Source records
>> START
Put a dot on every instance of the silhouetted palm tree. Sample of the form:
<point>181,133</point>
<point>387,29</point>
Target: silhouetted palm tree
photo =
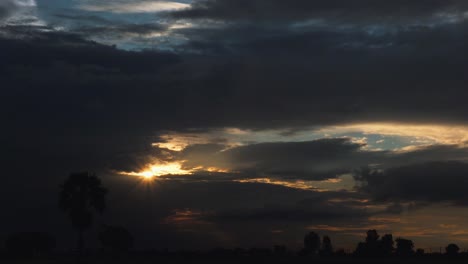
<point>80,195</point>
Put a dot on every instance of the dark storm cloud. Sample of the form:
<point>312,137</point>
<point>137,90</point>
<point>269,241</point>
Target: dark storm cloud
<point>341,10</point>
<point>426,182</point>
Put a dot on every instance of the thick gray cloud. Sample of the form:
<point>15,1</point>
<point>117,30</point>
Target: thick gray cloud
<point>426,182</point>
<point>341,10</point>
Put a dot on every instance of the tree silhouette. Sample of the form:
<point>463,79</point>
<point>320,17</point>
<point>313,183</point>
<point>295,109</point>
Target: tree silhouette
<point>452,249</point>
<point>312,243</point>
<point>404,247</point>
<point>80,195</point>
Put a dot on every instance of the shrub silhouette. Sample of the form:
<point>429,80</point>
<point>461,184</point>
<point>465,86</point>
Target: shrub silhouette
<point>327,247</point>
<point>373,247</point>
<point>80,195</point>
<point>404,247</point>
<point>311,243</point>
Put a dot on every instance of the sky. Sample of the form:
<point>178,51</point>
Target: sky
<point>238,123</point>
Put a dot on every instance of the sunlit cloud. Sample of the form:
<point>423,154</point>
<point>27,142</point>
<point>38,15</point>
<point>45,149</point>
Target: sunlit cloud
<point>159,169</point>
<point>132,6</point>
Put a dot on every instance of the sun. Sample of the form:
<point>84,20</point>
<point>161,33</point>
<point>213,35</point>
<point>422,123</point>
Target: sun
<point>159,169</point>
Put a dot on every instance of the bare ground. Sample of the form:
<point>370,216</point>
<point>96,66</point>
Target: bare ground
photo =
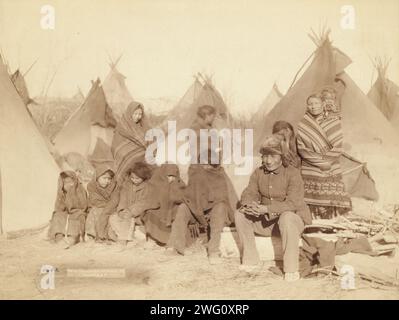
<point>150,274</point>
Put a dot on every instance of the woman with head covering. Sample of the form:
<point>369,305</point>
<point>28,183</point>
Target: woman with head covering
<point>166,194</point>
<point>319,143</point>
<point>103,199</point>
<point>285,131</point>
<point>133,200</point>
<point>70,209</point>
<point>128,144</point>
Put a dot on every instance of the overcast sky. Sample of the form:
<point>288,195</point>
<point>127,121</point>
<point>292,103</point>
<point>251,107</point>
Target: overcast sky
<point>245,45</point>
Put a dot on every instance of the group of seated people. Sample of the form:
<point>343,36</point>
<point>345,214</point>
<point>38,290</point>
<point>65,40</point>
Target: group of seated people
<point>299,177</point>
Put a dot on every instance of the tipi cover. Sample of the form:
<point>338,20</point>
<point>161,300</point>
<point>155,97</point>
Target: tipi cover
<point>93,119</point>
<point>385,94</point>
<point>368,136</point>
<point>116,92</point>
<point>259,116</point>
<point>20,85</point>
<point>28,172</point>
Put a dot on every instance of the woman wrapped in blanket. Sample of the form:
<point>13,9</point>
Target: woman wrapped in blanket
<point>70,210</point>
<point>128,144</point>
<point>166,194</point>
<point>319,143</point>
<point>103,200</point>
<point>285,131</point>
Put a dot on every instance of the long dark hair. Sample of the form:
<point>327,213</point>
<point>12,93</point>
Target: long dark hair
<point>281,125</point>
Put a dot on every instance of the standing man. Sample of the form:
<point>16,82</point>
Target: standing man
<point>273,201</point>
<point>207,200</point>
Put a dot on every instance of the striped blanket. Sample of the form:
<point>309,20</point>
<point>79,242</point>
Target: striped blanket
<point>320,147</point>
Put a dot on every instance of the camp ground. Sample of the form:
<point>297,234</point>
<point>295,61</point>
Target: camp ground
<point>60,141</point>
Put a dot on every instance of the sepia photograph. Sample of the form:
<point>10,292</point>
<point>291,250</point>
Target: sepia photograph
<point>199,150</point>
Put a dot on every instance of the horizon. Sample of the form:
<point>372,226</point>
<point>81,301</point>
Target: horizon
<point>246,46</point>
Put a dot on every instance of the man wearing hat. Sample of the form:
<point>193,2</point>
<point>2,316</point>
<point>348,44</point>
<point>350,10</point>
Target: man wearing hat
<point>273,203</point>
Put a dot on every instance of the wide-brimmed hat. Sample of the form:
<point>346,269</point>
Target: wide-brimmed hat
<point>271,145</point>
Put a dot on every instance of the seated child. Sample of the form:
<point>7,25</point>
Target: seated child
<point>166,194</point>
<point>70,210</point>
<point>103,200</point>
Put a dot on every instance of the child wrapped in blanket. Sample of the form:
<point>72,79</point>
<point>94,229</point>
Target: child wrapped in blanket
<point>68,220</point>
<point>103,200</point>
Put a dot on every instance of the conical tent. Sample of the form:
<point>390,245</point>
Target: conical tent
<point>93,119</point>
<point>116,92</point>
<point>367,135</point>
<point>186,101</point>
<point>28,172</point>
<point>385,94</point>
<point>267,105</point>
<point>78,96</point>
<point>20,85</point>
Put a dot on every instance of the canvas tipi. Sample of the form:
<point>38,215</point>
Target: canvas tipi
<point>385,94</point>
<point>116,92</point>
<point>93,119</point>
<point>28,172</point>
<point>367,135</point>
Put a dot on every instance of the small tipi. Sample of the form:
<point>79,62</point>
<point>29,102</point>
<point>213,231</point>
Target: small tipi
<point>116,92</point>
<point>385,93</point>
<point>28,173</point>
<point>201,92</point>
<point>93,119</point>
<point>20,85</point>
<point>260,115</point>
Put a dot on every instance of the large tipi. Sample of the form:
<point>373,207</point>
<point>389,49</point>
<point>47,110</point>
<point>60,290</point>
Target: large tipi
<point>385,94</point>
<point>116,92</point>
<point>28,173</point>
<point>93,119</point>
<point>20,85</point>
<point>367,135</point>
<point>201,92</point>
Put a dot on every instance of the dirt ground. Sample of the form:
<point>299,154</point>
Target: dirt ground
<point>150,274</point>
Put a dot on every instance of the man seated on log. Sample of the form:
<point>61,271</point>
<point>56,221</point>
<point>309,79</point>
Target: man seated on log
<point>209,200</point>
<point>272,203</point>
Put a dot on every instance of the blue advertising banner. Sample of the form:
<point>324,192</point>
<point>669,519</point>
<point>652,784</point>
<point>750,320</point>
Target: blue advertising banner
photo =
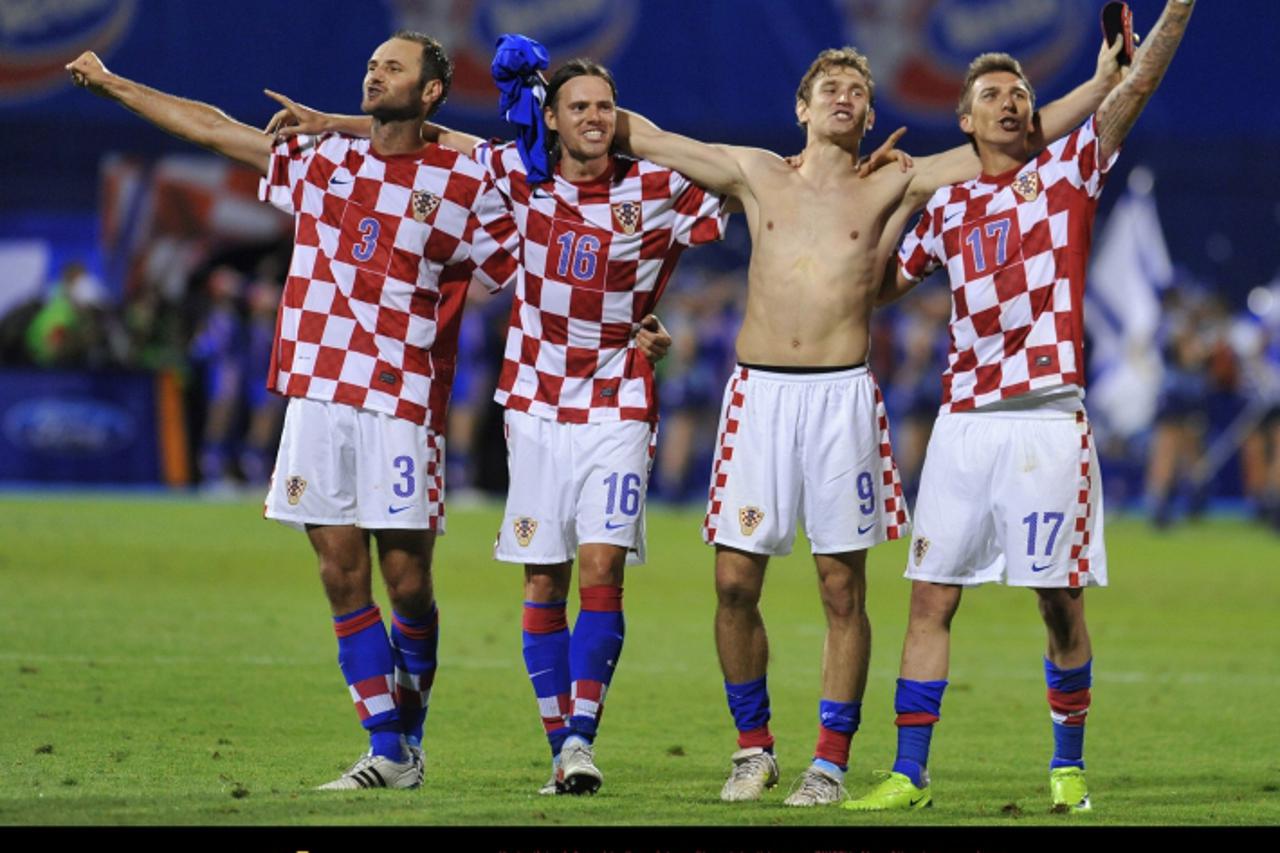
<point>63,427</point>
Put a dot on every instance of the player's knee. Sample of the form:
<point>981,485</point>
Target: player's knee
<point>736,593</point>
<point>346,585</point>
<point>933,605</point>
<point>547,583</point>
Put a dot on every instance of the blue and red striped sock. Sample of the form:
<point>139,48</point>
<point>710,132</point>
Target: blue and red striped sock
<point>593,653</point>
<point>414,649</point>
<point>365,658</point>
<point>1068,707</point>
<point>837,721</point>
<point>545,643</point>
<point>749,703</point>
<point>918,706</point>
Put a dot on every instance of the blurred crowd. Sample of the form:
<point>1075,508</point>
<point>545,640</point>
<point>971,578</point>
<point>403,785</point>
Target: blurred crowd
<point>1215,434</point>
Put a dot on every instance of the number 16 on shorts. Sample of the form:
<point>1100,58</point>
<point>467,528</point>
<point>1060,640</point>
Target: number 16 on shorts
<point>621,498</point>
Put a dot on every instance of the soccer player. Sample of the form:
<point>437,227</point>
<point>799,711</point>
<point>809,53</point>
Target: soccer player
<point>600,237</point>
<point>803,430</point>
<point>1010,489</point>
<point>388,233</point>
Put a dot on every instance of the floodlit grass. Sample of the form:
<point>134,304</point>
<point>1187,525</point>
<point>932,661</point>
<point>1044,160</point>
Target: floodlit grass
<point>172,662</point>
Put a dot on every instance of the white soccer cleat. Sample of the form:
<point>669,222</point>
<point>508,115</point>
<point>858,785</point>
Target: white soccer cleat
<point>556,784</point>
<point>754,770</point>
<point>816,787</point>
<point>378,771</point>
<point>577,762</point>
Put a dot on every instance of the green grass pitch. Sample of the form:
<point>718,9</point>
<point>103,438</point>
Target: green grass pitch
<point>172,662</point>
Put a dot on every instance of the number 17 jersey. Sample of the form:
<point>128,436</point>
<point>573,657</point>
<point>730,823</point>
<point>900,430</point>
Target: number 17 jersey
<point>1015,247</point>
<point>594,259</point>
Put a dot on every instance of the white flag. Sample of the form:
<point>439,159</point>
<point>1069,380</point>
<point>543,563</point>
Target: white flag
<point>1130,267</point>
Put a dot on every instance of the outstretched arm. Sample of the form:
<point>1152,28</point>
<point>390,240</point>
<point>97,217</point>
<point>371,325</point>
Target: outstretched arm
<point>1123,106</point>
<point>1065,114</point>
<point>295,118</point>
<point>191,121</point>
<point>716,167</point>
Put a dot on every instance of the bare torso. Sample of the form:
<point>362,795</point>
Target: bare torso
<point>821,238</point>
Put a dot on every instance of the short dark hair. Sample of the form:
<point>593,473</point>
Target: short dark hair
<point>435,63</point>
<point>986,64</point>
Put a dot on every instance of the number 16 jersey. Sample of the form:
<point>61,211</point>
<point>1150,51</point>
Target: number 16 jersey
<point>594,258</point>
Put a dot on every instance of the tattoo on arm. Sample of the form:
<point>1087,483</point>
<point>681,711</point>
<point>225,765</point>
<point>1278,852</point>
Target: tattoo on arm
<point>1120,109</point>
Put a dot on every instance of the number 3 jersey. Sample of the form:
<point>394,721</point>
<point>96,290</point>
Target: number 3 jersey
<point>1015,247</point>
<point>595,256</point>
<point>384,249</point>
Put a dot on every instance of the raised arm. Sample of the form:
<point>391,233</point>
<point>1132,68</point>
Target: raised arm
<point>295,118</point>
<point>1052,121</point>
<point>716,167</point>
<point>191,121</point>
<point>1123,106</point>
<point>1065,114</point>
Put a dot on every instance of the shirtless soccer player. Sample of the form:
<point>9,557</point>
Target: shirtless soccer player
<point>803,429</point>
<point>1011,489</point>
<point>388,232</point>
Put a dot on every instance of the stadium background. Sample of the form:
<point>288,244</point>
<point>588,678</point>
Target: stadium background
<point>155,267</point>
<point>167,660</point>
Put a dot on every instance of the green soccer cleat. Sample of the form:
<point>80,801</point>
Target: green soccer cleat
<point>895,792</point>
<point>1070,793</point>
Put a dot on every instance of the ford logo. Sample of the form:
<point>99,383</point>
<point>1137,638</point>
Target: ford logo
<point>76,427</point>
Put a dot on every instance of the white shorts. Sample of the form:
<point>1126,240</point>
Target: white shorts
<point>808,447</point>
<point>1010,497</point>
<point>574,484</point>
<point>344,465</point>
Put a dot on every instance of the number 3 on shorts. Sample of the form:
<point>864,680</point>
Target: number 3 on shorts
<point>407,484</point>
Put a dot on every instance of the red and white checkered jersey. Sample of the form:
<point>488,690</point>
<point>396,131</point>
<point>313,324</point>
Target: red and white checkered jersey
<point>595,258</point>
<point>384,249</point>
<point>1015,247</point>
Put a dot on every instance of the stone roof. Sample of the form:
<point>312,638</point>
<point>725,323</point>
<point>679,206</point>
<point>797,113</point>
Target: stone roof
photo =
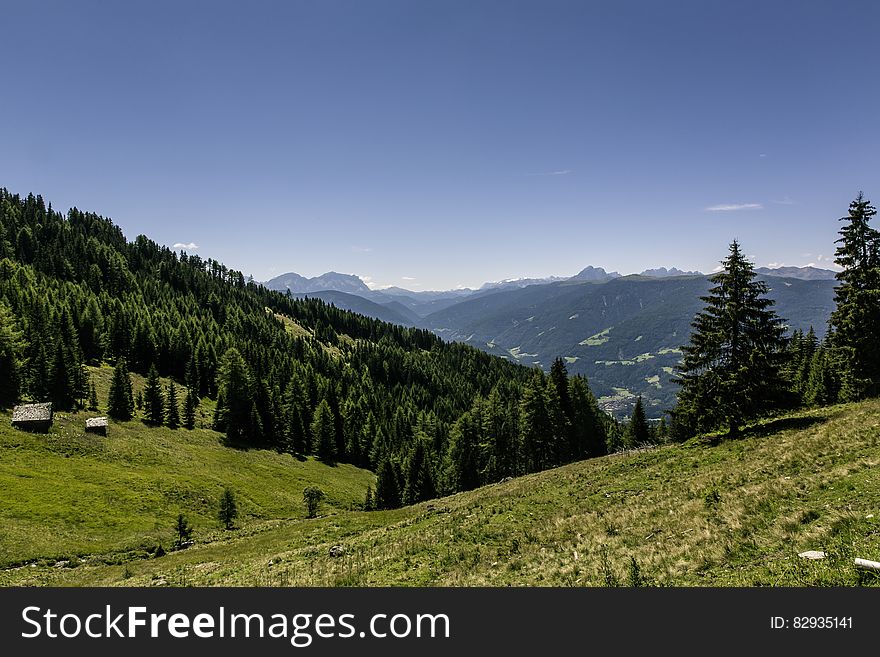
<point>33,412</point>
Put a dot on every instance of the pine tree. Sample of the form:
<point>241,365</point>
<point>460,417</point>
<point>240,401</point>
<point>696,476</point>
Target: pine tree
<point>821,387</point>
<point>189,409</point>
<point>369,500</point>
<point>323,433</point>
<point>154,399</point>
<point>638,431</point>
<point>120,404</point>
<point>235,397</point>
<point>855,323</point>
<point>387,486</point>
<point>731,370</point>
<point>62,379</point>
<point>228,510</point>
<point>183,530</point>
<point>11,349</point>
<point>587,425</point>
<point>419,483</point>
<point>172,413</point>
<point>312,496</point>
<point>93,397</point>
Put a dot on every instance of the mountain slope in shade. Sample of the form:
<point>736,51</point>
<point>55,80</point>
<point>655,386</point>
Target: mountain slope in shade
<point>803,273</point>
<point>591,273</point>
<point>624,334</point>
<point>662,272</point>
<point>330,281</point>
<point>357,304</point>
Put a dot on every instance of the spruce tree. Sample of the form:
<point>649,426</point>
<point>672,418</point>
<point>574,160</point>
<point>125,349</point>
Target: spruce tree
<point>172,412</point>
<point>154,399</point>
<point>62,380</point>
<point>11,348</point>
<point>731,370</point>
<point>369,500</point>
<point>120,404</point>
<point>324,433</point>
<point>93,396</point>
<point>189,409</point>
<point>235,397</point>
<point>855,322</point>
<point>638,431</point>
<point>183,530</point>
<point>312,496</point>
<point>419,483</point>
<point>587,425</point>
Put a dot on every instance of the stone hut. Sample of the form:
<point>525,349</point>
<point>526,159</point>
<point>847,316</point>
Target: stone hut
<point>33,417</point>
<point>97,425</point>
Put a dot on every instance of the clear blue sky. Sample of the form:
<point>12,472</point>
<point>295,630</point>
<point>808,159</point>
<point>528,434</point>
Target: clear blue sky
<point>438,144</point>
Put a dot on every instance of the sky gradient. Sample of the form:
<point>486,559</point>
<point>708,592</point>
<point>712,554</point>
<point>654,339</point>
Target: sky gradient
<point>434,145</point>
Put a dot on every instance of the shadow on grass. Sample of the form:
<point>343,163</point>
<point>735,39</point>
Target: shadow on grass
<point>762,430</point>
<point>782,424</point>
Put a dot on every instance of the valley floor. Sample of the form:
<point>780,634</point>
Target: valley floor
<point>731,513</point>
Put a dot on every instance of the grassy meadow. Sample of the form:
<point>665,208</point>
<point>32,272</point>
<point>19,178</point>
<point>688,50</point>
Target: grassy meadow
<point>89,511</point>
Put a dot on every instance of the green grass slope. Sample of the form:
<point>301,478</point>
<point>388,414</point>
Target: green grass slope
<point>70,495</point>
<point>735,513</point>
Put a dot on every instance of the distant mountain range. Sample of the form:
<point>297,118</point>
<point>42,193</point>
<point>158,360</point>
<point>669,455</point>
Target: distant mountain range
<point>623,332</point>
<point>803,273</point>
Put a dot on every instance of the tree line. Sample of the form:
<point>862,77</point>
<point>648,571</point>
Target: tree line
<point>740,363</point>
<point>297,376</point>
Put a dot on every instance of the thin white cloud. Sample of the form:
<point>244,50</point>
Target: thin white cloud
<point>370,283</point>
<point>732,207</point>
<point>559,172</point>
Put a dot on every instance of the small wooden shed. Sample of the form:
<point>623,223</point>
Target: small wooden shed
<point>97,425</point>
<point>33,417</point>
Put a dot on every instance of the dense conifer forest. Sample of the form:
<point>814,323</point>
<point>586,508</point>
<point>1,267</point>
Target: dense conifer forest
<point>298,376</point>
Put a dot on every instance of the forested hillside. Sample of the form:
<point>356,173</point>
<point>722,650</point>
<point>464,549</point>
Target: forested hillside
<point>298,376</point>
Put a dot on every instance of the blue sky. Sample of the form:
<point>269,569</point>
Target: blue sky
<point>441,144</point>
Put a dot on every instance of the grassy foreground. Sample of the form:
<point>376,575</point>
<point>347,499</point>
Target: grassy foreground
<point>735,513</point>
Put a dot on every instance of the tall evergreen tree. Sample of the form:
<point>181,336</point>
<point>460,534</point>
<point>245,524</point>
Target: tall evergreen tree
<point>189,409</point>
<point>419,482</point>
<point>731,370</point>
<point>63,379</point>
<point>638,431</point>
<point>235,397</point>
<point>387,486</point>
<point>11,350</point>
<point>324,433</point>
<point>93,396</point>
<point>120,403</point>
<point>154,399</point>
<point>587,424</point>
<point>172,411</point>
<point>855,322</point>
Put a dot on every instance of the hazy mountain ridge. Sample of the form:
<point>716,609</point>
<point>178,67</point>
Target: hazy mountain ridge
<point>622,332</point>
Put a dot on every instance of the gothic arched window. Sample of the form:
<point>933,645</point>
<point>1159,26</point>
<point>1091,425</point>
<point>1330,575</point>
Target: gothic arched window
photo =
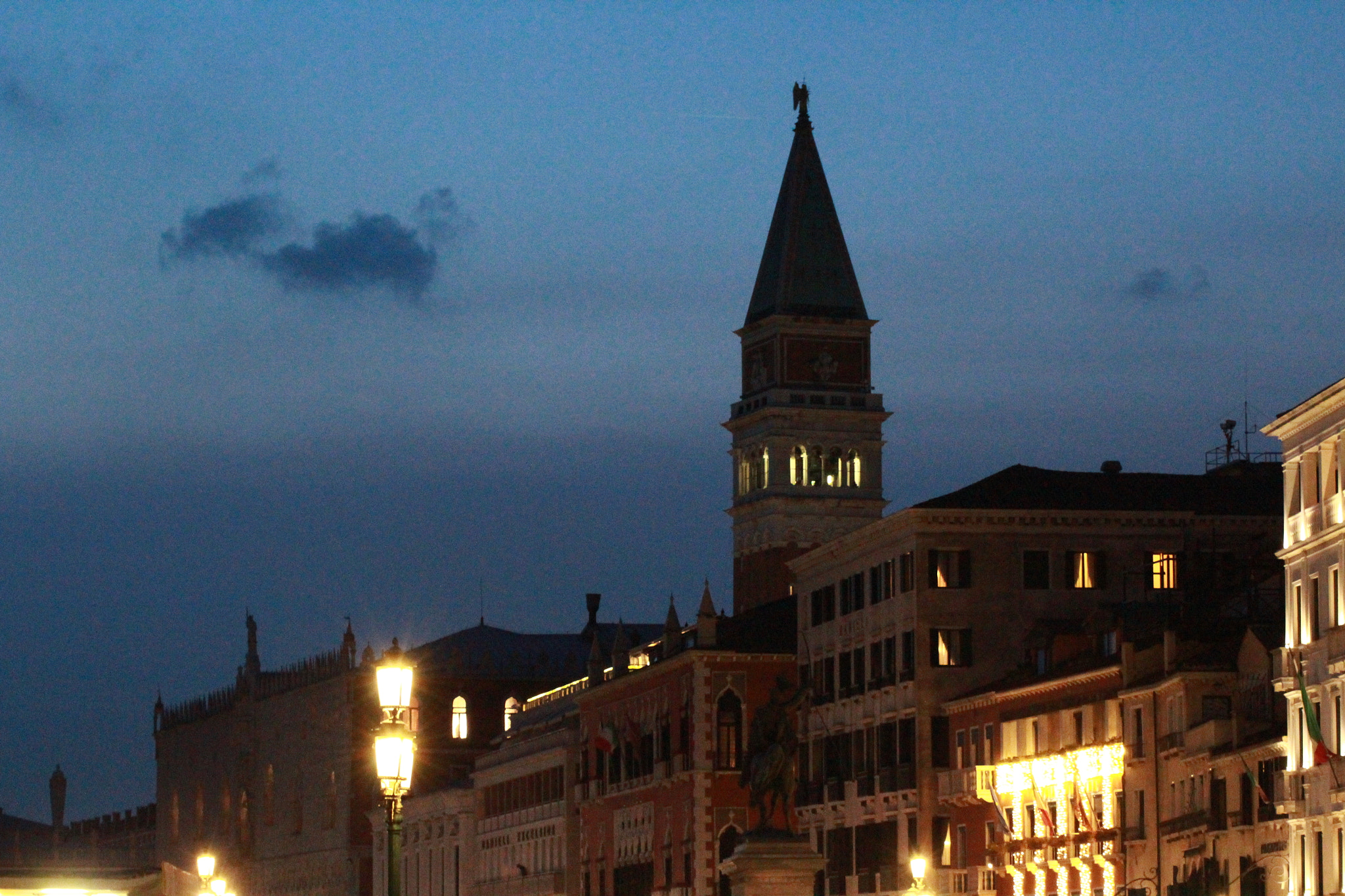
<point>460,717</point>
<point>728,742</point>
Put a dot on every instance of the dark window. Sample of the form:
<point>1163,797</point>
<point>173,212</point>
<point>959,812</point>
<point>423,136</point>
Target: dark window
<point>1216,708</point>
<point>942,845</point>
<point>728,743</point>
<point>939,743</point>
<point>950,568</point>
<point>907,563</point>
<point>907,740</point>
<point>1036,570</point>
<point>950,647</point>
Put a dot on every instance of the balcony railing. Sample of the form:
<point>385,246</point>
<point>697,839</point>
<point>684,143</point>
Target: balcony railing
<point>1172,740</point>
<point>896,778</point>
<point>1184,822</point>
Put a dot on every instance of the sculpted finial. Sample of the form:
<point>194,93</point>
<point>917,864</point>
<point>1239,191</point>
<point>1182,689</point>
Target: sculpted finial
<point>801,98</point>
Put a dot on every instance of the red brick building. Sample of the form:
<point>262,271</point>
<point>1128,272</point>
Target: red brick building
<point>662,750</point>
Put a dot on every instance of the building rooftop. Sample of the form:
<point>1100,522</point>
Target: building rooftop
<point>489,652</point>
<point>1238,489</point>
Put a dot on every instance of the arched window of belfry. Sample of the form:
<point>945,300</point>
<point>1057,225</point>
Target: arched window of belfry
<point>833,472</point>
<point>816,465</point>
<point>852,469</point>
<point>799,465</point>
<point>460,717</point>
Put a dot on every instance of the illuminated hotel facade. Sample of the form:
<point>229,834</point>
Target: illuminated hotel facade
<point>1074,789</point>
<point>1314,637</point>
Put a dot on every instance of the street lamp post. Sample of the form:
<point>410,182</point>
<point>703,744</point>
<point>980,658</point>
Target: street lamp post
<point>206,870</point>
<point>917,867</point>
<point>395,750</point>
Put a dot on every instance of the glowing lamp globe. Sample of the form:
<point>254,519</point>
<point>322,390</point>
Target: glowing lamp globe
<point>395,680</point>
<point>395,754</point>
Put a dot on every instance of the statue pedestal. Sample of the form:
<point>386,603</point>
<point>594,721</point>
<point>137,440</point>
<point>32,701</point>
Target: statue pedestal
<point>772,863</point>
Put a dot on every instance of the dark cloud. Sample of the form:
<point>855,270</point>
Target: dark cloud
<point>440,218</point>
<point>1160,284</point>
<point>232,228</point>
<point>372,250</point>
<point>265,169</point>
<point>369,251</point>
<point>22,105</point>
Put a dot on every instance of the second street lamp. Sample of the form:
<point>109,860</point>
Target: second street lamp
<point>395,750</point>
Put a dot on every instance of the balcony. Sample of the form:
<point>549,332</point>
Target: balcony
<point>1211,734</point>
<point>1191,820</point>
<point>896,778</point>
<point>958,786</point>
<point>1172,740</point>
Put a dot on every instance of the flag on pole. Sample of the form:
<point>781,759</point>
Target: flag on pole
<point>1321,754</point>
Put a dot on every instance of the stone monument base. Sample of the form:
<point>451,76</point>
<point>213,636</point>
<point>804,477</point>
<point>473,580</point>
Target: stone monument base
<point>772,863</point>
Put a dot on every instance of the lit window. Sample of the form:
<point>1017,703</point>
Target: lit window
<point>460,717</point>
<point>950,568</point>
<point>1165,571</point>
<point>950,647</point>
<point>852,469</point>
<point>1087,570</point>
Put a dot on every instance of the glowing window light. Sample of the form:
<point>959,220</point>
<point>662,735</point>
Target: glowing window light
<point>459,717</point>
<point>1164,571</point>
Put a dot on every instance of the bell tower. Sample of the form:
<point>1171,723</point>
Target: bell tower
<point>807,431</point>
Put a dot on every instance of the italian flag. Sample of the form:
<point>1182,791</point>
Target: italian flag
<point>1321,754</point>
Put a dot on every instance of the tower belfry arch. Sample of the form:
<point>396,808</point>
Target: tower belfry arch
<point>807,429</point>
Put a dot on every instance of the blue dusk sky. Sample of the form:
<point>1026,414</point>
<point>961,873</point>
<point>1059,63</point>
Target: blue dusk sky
>> END
Task statement
Starting at the line containing "Put a dot on every instance of the shirtless" and ending at the line containing "<point>388,232</point>", rewrite those lines with "soccer player" renamed to "football player" and every other character left unchanged.

Result of the exercise
Put a dot on every instance of the shirtless football player. Sample of the form:
<point>9,557</point>
Target: shirtless football player
<point>803,429</point>
<point>1011,489</point>
<point>388,232</point>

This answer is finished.